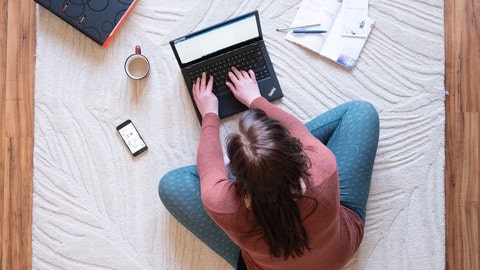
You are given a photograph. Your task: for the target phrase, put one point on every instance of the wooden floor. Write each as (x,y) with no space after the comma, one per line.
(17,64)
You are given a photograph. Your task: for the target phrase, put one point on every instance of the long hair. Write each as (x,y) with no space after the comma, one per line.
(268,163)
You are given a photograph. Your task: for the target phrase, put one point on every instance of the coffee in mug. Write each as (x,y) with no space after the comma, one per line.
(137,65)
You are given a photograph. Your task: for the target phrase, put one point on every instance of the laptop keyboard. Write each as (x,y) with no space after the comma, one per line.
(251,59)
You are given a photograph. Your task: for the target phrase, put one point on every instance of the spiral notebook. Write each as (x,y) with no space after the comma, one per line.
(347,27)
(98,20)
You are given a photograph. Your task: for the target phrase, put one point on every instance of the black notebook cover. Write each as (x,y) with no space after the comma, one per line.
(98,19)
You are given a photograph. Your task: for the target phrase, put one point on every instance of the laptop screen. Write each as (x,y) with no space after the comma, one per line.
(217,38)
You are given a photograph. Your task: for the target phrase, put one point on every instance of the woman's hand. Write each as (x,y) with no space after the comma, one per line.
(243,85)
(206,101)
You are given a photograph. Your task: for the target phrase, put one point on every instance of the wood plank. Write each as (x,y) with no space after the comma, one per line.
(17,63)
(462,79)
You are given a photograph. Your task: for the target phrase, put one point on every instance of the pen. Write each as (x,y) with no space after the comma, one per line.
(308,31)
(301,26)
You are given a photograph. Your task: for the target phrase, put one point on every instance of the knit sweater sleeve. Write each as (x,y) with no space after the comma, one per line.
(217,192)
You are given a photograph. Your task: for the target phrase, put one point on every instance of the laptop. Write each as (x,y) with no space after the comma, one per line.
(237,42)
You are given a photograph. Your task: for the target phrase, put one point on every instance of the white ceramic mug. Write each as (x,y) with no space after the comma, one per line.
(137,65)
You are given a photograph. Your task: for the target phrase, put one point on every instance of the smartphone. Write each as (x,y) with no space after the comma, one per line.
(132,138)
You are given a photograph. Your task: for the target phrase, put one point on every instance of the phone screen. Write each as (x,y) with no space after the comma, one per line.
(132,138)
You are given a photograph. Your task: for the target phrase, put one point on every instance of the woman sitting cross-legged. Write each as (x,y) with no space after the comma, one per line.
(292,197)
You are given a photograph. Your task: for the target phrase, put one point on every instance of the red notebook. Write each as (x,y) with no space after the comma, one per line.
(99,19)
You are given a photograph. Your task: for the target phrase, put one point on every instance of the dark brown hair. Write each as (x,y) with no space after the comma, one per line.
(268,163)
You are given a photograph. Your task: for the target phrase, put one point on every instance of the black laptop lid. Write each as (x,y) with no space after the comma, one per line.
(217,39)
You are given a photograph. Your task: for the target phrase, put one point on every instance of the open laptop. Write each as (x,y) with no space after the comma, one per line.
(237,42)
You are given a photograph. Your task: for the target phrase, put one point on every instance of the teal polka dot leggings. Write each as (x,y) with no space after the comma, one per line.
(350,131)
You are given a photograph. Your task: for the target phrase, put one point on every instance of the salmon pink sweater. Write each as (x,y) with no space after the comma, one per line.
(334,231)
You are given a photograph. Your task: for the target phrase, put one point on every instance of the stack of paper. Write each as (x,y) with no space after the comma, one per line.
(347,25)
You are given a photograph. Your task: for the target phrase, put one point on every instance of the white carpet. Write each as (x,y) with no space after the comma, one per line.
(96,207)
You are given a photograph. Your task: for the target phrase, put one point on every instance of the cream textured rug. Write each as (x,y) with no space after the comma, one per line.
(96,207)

...

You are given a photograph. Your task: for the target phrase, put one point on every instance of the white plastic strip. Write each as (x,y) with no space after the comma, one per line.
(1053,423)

---

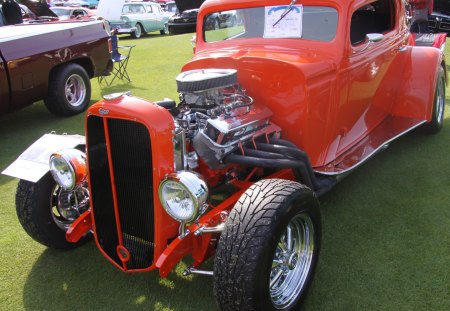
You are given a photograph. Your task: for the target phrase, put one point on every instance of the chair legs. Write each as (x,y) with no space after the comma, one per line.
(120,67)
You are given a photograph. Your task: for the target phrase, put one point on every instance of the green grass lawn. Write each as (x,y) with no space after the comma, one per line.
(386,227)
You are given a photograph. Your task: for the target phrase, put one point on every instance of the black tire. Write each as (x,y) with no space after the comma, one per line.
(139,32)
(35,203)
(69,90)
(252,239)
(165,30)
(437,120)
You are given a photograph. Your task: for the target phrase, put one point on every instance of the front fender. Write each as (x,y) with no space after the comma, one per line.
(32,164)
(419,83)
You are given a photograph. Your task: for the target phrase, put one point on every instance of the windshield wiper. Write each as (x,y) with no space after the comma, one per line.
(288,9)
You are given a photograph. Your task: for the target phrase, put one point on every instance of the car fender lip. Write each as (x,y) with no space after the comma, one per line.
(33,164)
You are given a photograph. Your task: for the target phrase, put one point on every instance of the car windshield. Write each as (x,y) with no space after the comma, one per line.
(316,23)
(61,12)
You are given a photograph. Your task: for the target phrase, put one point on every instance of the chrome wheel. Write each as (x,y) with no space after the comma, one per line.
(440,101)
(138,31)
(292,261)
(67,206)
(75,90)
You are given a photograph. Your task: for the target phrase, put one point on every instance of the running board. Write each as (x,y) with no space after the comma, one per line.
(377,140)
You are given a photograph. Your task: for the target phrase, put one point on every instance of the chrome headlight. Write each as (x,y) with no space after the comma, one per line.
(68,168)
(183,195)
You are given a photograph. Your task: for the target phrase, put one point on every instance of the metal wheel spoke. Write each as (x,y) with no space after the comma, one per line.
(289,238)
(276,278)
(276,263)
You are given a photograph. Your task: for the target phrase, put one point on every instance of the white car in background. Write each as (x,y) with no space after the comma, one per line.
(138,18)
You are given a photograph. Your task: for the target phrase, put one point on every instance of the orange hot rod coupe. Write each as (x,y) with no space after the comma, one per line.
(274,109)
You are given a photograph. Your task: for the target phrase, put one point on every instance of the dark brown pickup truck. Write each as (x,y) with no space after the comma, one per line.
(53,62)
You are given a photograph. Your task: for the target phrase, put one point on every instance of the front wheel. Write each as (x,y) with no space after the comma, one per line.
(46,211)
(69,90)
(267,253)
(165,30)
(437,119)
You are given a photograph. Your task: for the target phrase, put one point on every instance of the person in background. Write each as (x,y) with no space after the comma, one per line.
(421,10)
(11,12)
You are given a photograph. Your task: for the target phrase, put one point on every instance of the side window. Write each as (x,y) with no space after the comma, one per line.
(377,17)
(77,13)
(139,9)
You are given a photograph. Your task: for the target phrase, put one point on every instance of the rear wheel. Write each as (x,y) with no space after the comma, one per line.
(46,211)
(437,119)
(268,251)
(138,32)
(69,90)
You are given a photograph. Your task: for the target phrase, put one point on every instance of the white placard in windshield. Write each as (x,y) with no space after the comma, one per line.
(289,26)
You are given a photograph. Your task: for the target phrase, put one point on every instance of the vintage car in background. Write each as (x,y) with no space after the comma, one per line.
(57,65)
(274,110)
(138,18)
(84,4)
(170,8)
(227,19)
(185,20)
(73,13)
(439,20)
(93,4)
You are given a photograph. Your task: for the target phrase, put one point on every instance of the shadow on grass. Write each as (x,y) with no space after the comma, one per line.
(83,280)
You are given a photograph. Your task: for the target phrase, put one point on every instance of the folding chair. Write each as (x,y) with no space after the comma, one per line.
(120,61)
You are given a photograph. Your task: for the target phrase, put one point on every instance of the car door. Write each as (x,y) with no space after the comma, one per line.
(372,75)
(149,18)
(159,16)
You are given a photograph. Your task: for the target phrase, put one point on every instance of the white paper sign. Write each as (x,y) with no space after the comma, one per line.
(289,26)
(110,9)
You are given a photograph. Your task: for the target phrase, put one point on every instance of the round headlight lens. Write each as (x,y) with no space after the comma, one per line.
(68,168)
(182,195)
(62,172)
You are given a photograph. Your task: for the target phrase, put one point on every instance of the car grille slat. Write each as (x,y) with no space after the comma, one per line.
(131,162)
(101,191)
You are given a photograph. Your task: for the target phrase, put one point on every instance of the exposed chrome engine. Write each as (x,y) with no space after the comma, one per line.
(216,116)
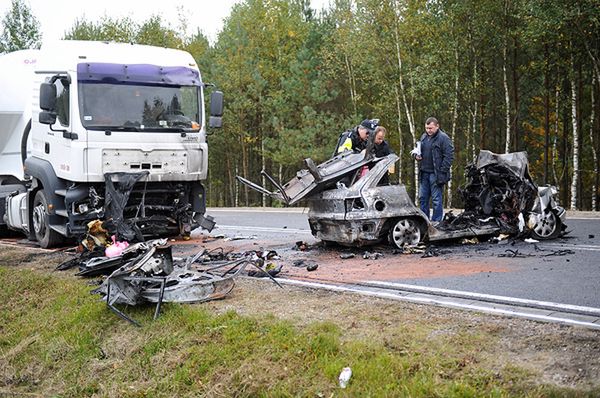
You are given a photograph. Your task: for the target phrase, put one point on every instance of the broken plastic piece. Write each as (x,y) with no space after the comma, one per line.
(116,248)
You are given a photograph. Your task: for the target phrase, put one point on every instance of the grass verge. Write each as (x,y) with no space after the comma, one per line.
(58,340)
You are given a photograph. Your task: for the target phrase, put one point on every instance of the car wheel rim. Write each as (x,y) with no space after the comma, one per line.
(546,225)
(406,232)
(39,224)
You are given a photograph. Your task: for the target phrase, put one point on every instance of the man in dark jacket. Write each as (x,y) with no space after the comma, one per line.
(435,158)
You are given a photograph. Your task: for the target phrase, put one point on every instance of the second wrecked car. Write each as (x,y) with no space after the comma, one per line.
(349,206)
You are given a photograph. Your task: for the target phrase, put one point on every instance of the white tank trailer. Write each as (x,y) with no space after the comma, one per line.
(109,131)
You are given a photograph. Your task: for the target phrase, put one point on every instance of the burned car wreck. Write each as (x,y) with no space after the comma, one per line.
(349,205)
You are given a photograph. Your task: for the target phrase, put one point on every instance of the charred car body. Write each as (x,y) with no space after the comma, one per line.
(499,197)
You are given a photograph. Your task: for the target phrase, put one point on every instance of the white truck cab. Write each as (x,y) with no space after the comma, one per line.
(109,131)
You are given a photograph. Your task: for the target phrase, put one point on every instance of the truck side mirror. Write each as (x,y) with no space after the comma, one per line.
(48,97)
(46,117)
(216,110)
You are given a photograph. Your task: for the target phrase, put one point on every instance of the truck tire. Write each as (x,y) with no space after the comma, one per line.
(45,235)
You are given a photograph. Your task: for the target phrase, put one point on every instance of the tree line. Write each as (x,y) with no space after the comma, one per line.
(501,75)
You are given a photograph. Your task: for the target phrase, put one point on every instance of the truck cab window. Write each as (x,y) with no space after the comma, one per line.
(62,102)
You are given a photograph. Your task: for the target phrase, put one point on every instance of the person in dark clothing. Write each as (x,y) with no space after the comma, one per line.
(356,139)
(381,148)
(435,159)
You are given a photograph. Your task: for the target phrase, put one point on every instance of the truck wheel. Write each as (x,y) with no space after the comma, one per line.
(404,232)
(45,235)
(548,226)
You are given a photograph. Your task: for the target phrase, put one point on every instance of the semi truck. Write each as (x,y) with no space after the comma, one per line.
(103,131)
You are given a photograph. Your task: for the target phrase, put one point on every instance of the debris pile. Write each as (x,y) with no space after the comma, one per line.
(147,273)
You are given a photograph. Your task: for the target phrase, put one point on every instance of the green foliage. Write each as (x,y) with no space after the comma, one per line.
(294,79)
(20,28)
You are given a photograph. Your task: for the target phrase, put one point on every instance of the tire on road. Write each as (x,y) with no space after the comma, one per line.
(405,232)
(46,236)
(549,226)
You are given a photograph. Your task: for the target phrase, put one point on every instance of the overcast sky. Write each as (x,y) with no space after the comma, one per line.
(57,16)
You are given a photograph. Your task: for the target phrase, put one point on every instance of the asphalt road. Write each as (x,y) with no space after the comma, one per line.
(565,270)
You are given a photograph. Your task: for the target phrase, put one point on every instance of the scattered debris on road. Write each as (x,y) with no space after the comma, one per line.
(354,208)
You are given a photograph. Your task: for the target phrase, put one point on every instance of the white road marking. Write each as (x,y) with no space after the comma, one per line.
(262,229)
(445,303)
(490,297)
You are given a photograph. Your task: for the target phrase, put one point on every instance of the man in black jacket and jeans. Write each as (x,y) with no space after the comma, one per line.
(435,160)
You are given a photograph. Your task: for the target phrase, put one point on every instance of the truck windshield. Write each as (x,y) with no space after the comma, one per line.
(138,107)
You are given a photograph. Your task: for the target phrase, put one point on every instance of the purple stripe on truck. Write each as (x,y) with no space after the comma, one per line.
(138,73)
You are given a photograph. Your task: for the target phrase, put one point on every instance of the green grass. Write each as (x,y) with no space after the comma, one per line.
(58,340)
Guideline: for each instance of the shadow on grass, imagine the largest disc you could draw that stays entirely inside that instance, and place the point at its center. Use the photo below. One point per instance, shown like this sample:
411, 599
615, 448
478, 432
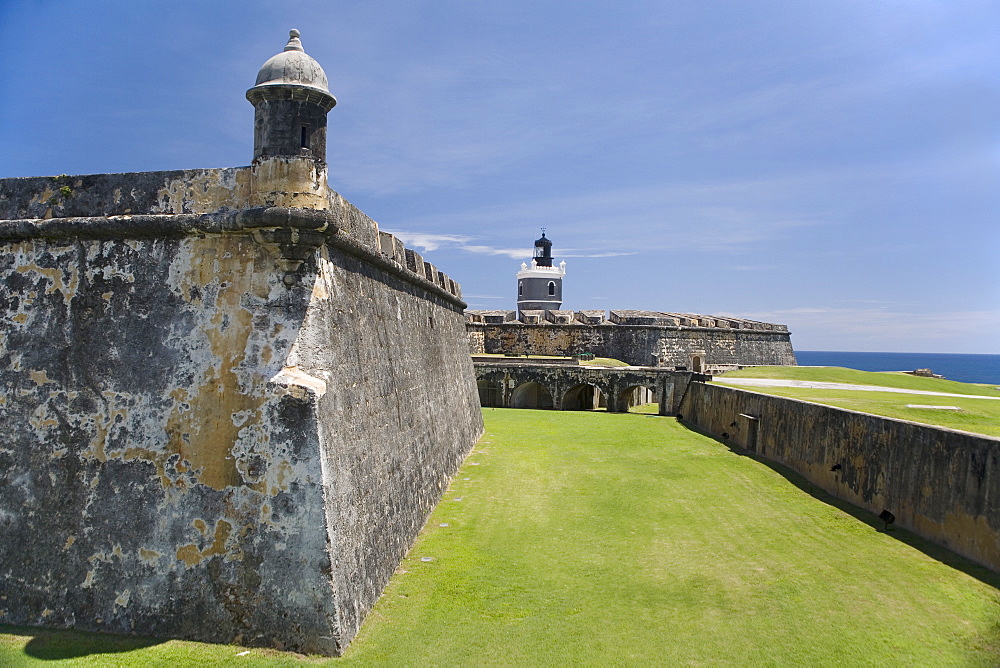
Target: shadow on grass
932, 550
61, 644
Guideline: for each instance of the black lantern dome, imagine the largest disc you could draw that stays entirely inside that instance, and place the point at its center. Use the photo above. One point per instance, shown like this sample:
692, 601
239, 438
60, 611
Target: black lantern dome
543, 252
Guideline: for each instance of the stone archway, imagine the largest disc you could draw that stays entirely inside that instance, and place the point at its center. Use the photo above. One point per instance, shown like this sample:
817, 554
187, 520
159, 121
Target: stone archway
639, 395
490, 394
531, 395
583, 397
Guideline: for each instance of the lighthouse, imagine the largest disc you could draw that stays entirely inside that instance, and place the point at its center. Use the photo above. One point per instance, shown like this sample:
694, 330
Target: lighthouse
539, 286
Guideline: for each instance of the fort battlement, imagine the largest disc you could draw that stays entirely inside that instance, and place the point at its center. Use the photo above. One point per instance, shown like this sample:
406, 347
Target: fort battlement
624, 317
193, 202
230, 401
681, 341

- [What needs to be done]:
Pull from the material above every line that contains the word "shadow", and copy each such line in full.

- [The answer]:
You are given a photograph. Your task: for the target phrase, put one point on every instance of the shadow on grass. Write each as (x,y) with no space after the comma, one per line.
Guideline: for each instance of the shadow on grass, imagine the largest disc you could draw that stays entirely inside that instance, and place the point at its center. Use the photo below. One point per instance, shown like this sample:
Target: shadow on grass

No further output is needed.